Everything in the listing below from the line containing "In this exercise you will mark every instance of the trash" through the line containing "In this exercise you will mark every instance of the tall" must be repeated exactly; the remaining lines are not wanted.
START RECORDS FOR THIS EXERCISE
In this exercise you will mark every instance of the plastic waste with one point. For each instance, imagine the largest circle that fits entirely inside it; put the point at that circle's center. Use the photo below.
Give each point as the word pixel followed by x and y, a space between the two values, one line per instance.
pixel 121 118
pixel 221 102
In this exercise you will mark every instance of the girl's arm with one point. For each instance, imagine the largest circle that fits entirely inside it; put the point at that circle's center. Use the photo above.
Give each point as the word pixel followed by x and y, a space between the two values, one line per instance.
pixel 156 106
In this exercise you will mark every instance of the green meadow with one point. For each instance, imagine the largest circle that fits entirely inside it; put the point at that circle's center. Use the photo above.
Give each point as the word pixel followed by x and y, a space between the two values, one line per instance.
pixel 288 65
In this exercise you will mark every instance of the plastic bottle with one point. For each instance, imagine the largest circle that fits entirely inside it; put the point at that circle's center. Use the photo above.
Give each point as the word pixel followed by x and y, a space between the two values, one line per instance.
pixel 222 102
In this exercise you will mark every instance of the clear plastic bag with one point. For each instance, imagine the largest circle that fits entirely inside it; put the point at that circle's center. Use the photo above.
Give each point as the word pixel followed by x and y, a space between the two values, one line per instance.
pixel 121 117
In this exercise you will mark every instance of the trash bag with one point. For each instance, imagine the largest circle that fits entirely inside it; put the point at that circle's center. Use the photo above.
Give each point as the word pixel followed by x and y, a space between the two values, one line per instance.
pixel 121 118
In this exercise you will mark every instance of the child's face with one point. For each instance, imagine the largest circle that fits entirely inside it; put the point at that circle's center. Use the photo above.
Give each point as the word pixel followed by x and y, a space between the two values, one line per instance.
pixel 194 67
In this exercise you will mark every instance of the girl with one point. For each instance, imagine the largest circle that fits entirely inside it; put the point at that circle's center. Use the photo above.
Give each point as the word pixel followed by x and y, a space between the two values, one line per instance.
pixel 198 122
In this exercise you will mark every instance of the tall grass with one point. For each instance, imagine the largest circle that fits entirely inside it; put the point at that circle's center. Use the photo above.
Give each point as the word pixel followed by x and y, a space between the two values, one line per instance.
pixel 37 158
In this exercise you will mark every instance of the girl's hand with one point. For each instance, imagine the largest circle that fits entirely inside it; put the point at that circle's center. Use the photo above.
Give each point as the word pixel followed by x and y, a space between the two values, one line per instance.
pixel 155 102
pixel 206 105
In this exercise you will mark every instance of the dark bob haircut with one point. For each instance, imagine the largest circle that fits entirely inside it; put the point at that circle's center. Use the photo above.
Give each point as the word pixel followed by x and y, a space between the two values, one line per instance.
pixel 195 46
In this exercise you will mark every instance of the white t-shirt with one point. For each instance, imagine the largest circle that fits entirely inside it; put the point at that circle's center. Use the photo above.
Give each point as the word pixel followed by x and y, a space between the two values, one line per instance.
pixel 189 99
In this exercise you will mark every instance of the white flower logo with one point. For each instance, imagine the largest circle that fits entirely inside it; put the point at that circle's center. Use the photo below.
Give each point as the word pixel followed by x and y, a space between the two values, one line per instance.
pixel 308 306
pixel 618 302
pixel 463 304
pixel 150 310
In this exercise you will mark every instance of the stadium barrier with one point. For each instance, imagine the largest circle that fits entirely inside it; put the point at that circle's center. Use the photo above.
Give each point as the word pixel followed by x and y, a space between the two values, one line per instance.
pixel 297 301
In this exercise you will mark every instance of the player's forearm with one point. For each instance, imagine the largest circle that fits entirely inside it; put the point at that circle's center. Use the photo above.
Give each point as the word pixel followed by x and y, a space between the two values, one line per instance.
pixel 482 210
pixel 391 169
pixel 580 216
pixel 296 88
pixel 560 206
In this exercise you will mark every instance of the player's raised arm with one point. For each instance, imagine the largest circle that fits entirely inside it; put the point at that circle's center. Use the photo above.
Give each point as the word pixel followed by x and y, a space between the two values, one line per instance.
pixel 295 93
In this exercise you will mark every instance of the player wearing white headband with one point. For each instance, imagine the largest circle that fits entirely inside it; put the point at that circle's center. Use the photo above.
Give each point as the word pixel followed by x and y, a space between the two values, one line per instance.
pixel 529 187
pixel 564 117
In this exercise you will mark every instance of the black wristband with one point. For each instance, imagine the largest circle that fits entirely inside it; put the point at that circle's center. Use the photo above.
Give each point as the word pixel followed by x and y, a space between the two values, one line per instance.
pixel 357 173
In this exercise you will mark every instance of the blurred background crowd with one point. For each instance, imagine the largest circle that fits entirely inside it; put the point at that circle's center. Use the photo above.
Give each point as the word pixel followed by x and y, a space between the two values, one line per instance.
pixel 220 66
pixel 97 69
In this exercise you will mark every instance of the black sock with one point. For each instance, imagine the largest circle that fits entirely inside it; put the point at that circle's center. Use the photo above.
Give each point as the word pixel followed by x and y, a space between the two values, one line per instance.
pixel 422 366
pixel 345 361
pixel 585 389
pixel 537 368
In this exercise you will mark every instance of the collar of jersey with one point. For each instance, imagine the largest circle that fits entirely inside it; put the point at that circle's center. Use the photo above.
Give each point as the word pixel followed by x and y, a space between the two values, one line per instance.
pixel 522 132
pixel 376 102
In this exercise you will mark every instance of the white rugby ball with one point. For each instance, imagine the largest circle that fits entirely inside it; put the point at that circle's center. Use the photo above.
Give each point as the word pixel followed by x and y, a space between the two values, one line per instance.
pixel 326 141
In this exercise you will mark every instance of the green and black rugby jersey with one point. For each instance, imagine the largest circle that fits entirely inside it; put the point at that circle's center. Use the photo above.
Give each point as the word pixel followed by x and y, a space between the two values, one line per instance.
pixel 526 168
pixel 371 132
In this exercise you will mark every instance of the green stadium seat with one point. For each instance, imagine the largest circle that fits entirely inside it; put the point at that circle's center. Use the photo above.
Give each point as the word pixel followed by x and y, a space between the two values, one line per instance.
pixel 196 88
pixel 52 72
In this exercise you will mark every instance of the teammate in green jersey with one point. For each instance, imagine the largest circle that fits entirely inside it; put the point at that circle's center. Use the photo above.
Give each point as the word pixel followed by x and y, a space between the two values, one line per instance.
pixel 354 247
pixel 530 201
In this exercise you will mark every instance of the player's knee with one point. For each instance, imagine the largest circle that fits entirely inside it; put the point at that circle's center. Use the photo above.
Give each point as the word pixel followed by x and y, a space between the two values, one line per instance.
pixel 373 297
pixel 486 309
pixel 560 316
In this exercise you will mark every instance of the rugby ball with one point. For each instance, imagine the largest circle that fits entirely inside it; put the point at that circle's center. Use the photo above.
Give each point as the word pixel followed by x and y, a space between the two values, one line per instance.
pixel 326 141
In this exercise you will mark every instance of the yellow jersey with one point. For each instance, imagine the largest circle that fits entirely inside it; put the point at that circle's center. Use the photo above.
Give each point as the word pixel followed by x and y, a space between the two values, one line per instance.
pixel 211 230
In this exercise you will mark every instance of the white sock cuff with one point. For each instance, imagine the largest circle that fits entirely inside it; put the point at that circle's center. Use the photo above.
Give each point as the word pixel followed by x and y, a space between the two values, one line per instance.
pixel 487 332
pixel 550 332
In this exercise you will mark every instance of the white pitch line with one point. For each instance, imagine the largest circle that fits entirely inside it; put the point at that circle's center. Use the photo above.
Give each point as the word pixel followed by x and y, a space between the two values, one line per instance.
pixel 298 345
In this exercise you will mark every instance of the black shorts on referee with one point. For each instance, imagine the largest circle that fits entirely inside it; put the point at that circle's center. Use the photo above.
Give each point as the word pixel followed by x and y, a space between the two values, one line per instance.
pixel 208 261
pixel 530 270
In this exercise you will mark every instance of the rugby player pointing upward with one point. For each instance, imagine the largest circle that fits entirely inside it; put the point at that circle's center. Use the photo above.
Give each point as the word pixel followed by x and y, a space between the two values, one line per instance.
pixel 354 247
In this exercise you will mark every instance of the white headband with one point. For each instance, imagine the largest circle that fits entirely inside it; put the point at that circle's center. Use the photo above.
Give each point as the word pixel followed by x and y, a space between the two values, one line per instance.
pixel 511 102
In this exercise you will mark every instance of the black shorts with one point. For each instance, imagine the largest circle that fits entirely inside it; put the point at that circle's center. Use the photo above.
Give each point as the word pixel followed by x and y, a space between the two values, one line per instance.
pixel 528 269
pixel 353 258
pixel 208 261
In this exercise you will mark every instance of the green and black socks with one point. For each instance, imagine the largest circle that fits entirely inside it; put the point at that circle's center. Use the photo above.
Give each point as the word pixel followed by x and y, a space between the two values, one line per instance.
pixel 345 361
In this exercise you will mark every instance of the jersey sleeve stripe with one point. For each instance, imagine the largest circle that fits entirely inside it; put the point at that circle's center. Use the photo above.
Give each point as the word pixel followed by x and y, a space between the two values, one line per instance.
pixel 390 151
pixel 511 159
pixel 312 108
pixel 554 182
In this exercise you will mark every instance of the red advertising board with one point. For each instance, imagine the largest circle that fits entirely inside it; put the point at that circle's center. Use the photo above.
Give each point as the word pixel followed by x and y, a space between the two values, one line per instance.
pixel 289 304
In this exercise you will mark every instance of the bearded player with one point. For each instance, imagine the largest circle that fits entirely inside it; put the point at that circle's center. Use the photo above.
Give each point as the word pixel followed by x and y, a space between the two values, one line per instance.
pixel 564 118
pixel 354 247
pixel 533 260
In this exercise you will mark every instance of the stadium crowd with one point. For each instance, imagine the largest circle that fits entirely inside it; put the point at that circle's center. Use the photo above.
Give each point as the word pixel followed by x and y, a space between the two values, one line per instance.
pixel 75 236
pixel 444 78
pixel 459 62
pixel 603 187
END RECORDS FOR THIS EXERCISE
-- ANSWER TO THIS EXERCISE --
In this exercise you will mark every instance of the trash bag with one point. For each instance, imagine the largest circle that fits entirely inside it; put the point at that circle's center. Use the photo above.
Give each point as the word pixel followed by x and y, a space between the two values, one line per instance.
pixel 121 118
In this exercise you will mark every instance of the child's face with one point. For each instance, imagine the largest circle that fits entirely inside it; put the point at that circle's center. Use the photo above.
Give each point as the word pixel followed by x and y, a space between the two values, one line per instance.
pixel 194 67
In this exercise you will mark every instance of the girl with one point. For each instance, imagine the largest circle that fits entirely inside it; put the point at that circle's center. Use the photo above.
Give each point as the word pixel followed by x and y, a space between the two values, one line per instance.
pixel 198 122
In this exercise you will mark every instance of the tall grass with one point. For each instance, imagine the largest circle that fits entirely inside it; put the point at that circle's center. Use the photo above.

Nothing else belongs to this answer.